• STATED EXERCISE: In the Python forum thread below, list every x_coord value passed to location in the definition of mylist, in order.

• EXCERPT PROVIDED:

<<<<

CODEWITHSUNDEEP
pythonpython-3.xclassoopgrouping
Juan Castaño
Juan Castaño

Reputation: 67

Python- group together instances of a class by attribute

I wanted to group together instances of a class based on the value of an attribute. Suppose I've got the following class:

class location:

    def __init__(self,x_coord,y_coord,text):
        self.x_coord=x_coord
        self.y_coord=y_coord
        self.text=text

    def __repr___(self):
        return self.text

mylist=[location(1,0,'Date'),location(5,0,'of'),location(8,0,'Entry'), location(28,0,'Date'),location(29,0,'of'),location(30,0,'Birth') ]

I want to group my list of classes if difference in the x_coord attribute is less than 10, so that

mygroupedlist=[['Date','of','Entry'],['Date','of','Birth']]

Can someone give me a hint?

Upvotes: 2

Views: 4794

Answers (4)

jpp
jpp

Reputation: 164673

You can use a defaultdict of lists and iterate your list of objects, increasing your key each time a difference is greater than or equal to 10.

The solution assumes your x_coord attributes are increasing, i.e. sorted in ascending fashion.

from collections import defaultdict

d = defaultdict(list)

d[0].append(mylist[0])

for item in mylist[1:]:
    last_key = len(d) - 1
    if item.x_coord - next(reversed(d[last_key])).x_coord < 10:
        d[last_key].append(item)
    else:
        d[last_key+1].append(item)

Test to check the ordering is correct:

res = [[i.x_coord for i in x] for x in d.values()]

print(res)

[[1, 5, 8], [28, 29, 30]]

Upvotes: 0

PMende
PMende

Reputation: 5460

If you don't mind using external libraries, you can get probably get better performance by using numpy and pandas.

>>>>

• DATA LINES:

<<<<

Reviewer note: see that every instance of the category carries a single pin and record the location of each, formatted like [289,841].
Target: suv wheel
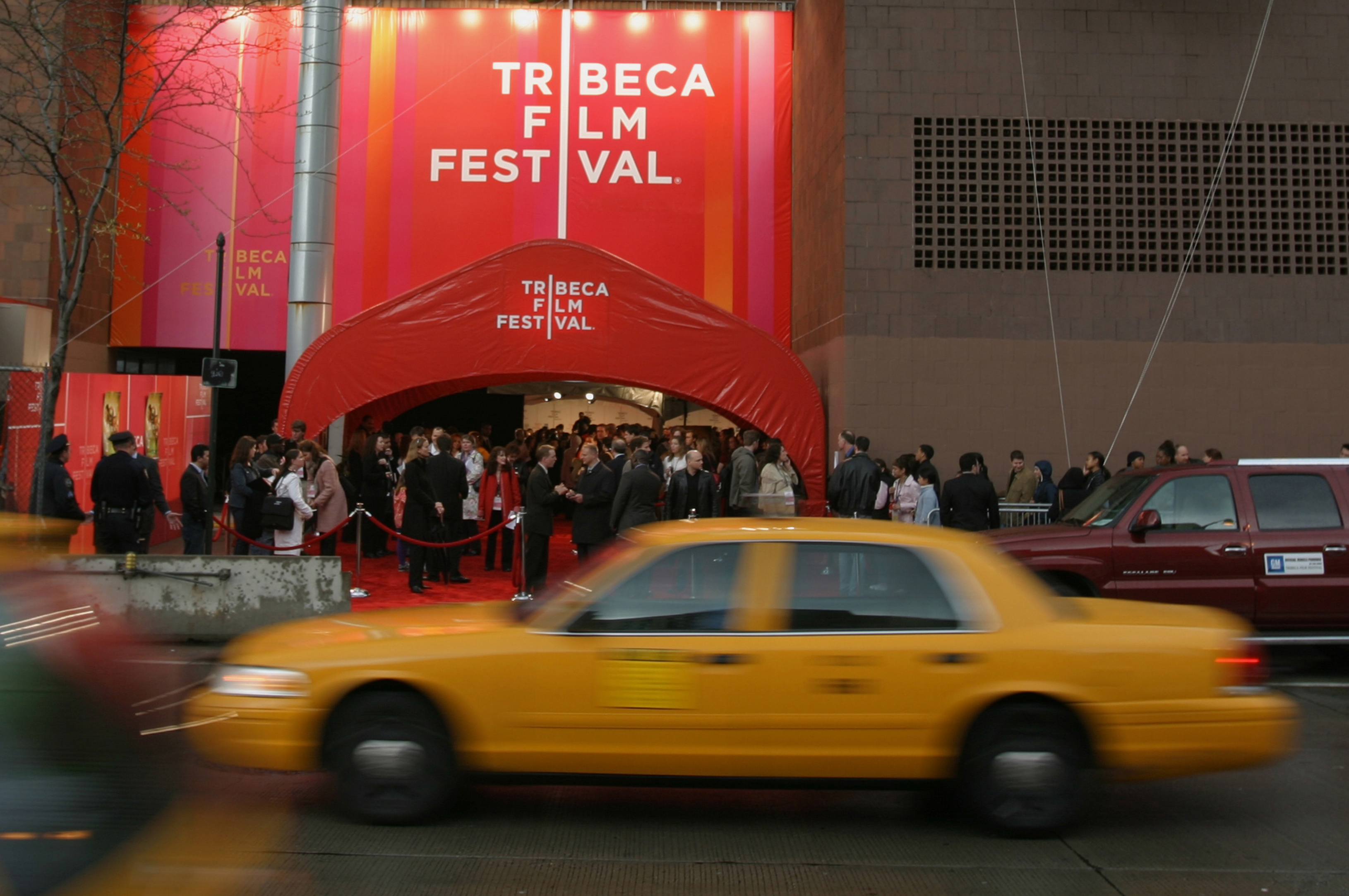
[393,759]
[1023,767]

>>>>

• OUTPUT OF THE EXERCISE: 1, 5, 8, 28, 29, 30